─── Metin alıntısı

'Cumhuriyet' Bir Üniversitedir

30 Mayıs 2013 Perşembe

Sen gideceksin, o gidecek. Ben gideceğim, bir başkası gelecek...
Dünya dönüyor, yıllar geçiyor.
Farkında olmadan ya da farkında olsak da!
İlhan Selçuk, “Cumhuriyet gazetesinin tarihini yazacağım” derdi hep... Tarihini mi, serüvenini mi, yaşamını mı, insanlarını mı!.. Belki hepsini.
Yazamadı, vakit bulamadı. Bırakmadılar ya da... Elini kolunu bağladılar. Hep bir şeyler engelledi. Daha önemli olaylar. Gazete için önemli çabalar...
Ben yarım yüzyıldır Cumhuriyet’in içindeyim. Daha önce de okur olarak yanındaydım. Neler gördüm, neler yaşadım! Oturup yazmaya kalksam koca kitap olur, belki birkaç cilt... Ama bunca yaştan sonra olası mı? Belki bir gün daha genç bir arkadaşımız bunu yapar.

──────
─── İncelenen veriler

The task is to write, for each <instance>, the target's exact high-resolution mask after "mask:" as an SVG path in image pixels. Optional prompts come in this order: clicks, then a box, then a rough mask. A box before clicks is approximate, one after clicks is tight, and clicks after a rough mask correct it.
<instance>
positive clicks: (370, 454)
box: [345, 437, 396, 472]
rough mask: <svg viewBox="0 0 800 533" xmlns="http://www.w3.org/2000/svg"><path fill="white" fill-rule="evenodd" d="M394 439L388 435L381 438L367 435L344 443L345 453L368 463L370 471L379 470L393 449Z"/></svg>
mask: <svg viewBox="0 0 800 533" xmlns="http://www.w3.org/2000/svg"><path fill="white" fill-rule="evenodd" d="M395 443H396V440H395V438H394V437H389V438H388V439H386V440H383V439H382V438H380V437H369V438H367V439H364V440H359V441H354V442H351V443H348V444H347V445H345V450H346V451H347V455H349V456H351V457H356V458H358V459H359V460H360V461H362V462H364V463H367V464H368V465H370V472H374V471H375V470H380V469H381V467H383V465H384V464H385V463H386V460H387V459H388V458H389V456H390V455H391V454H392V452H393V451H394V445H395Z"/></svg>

──────

§ **Görev 1**: Cumhuriyet gazetesi üzerine yazıda "Farkında olmadan ya" sözcüklerini içeren yerle açılıp "arkadaşımız bunu yapar." ile kapanan bölümü hiç değiştirmeden yazın.
§ **Görev 2**: Cumhuriyet gazetesi üzerine yazıyı kaldığı yerden devam ettirin.
Veriler, metinden ayrı bir malzemedir.

§ **Yanıt bölümü 1**:
Farkında olmadan ya da farkında olsak da!
İlhan Selçuk, “Cumhuriyet gazetesinin tarihini yazacağım” derdi hep... Tarihini mi, serüvenini mi, yaşamını mı, insanlarını mı!.. Belki hepsini.
Yazamadı, vakit bulamadı. Bırakmadılar ya da... Elini kolunu bağladılar. Hep bir şeyler engelledi. Daha önemli olaylar. Gazete için önemli çabalar...
Ben yarım yüzyıldır Cumhuriyet’in içindeyim. Daha önce de okur olarak yanındaydım. Neler gördüm, neler yaşadım! Oturup yazmaya kalksam koca kitap olur, belki birkaç cilt... Ama bunca yaştan sonra olası mı? Belki bir gün daha genç bir arkadaşımız bunu yapar.

§ **Yanıt bölümü 2**:
Bir aile gazetesi
“Cumhuriyet”. Yunus Nadi’nin çocukları, Nadir Nadi, Doğan Nadi ve iki kız kardeşleri... Ama hep aynı çizgideler miydi? Zaman zaman kopmadılar mı? Şu yüzden bu yüzden... Nadir Bey gazetesinden ayrılmak zorunda kalmadı mı? Milletvekilliği, senatörlük... Ama gazetenin havasını değiştirmek isteyen yakınlarının etkisiyle zaman zaman üzüntülü anlar, yıllar...
12 Mart 71’de örneğin... Tam bir yıl gazete bambaşka bir çizgideydi. Bizler dışlanmıştık. İlhan tutukluydu, ünlü köşkte konuktu. Nadir Bey Yeniköy’deki evin balkonunda yakınlarıyla beraberdi zaman zaman. Ben de Yeniköy’de bekliyordum bir gün gazeteye dönmeyi... Bir yıl sürdü ayrılık. Bu arada gazetenin satışı düşmüştü. Okurlarımız bırakmıştı. Derken, Nadir Bey’le birlikte gazeteye dönüldü. Gazete eski satışına kavuştu, hatta arttı bile...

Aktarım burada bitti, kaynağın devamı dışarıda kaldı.